Что требуется:
(a) Воспроизведите без изменений фрагмент текста о советском знании: начните со слов «Часть вторая, в» и продолжайте до слов «общем, теми же.» включительно.
(b) Переведите на английский язык предложение из текста о советском знании: «Наличие философской надстройки снижало остроту онтологических противоречий, проистекающих из развития естественных наук».

Исходный текст:
┌──

Часть вторая, в которой рассказывается об особенностях интеллектуальной жизни в Советском Союзе и о том, как свобода рождает страх.
Смотреть предыдущую часть.
Советское знание и его ключевые противоречия
Краеугольным камнем в советской системе знания были естественные науки. Развитие российской и советской науки шло в тесном взаимодействии с западной, потому и уровень развития, и его характер, и основные противоречия были, в общем, теми же.
Однако, в отличие от Запада, на статус если не точной, то онтологически значимой науки претендовала история. Наконец, надо всей системой в качестве управляющего контура возвышалась философия диалектического материализма.
Наличие философской надстройки снижало остроту онтологических противоречий, проистекающих из развития естественных наук. Дисциплины делились на философски и идеологически верные и сомнительные. Последние могли подавляться административными и силовыми методами (как кибернетика или генетика), а могли и поддерживаться государством, если приносили практически значимый результат (как квантовая физика). В любом случае, однако, наличие онтологических разрывов воспринималось не как катастрофа, а как недоработка, которая будет преодолена в будущем. Причём, в целом, было ясно, куда следовало двигаться, чтобы её преодолеть.

└──

Исходные данные:
┌──

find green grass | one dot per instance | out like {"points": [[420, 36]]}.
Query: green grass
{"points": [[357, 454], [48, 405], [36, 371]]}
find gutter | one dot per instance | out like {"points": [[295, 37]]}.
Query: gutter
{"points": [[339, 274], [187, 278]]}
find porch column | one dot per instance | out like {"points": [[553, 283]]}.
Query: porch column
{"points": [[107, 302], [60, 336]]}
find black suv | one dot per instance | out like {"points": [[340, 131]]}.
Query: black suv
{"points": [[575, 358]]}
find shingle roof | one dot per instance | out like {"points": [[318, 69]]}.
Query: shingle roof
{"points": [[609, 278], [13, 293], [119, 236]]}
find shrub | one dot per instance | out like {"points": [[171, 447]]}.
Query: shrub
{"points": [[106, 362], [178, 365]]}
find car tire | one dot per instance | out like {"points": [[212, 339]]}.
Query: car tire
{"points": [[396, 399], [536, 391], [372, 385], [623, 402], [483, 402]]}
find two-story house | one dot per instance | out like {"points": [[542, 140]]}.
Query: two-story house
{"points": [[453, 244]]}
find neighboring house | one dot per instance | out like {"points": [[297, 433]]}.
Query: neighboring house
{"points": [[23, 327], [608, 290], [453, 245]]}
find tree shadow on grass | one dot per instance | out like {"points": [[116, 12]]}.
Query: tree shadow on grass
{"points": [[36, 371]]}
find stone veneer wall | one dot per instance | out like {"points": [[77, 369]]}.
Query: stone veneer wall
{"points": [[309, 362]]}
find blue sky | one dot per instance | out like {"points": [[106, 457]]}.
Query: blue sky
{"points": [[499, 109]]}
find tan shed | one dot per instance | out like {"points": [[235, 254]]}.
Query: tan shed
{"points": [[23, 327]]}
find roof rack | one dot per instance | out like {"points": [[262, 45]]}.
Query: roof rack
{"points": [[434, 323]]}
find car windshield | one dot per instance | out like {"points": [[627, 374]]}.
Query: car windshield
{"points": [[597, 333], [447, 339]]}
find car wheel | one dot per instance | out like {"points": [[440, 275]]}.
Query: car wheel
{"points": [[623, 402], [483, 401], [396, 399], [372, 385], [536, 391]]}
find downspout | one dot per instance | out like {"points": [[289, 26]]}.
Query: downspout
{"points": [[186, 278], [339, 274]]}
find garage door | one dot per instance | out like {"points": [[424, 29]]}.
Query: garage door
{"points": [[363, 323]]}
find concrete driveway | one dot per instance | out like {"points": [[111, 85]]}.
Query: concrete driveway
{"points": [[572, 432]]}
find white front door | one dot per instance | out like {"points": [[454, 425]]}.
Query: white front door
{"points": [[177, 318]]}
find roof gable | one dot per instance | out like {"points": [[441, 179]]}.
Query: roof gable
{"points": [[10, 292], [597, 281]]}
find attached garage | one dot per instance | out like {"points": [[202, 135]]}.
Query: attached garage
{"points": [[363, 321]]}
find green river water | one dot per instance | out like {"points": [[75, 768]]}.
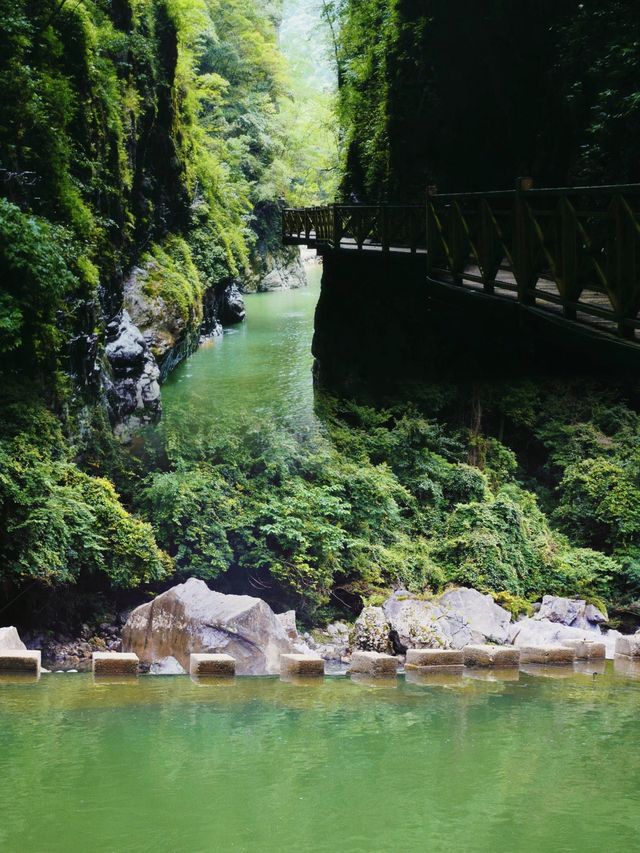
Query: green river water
{"points": [[164, 764], [544, 762]]}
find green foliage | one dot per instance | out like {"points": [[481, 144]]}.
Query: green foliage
{"points": [[38, 268], [59, 523], [309, 520], [558, 79], [172, 277]]}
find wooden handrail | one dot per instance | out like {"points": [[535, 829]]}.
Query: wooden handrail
{"points": [[569, 249]]}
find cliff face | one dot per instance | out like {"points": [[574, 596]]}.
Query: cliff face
{"points": [[133, 146]]}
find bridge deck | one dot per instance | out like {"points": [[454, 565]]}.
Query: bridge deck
{"points": [[573, 252]]}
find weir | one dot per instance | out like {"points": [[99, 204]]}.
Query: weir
{"points": [[535, 280]]}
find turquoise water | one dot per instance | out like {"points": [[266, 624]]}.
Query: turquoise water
{"points": [[164, 764], [260, 368]]}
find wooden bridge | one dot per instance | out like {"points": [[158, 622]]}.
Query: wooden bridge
{"points": [[571, 252]]}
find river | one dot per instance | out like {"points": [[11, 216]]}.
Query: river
{"points": [[260, 368], [167, 765], [479, 763]]}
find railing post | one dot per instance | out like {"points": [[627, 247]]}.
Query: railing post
{"points": [[569, 257], [523, 244], [384, 227], [335, 226]]}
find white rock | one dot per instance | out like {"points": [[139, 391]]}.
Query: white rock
{"points": [[455, 619], [10, 640], [288, 622], [371, 632], [541, 632], [167, 666], [573, 612]]}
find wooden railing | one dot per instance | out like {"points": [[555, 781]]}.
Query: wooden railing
{"points": [[573, 251]]}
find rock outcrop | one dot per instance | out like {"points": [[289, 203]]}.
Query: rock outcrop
{"points": [[450, 621], [131, 378], [372, 631], [191, 618], [288, 622], [286, 274], [480, 614], [543, 632], [232, 308], [10, 640]]}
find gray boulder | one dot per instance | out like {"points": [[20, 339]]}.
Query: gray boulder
{"points": [[573, 612], [190, 618], [543, 632], [131, 380], [372, 631], [167, 666], [232, 309], [479, 613], [10, 640], [288, 622], [452, 620]]}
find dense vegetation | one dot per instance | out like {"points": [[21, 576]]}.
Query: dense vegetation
{"points": [[165, 133], [409, 494], [131, 132], [471, 95]]}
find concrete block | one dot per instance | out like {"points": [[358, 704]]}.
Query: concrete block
{"points": [[374, 664], [586, 649], [595, 666], [505, 657], [628, 646], [435, 676], [627, 666], [306, 665], [547, 655], [494, 675], [419, 658], [215, 665], [12, 660], [114, 663]]}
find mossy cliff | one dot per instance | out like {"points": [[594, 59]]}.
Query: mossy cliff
{"points": [[137, 138]]}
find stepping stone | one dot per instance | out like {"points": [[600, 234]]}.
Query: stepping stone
{"points": [[505, 657], [20, 661], [556, 670], [217, 665], [627, 666], [429, 658], [586, 649], [114, 663], [628, 646], [493, 674], [307, 665], [547, 654], [435, 676], [374, 664]]}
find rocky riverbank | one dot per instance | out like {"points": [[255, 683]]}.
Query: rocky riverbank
{"points": [[192, 618]]}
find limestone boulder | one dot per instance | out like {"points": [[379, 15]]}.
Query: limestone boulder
{"points": [[372, 630], [453, 620], [418, 623], [191, 618], [479, 613], [543, 632], [572, 612], [10, 640]]}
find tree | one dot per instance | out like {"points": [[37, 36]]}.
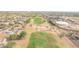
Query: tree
{"points": [[22, 34], [12, 37]]}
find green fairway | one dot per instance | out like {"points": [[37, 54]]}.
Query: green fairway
{"points": [[42, 40]]}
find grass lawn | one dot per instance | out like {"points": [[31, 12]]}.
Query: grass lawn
{"points": [[38, 20], [42, 40]]}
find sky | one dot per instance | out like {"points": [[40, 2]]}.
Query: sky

└──

Ответы:
(a)
Часть вторая, в которой рассказывается об особенностях интеллектуальной жизни в Советском Союзе и о том, как свобода рождает страх.
Смотреть предыдущую часть.
Советское знание и его ключевые противоречия
Краеугольным камнем в советской системе знания были естественные науки. Развитие российской и советской науки шло в тесном взаимодействии с западной, потому и уровень развития, и его характер, и основные противоречия были, в общем, теми же.

(b) The presence of a philosophical superstructure lessened the acuteness of the ontological contradictions arising from the development of the natural sciences.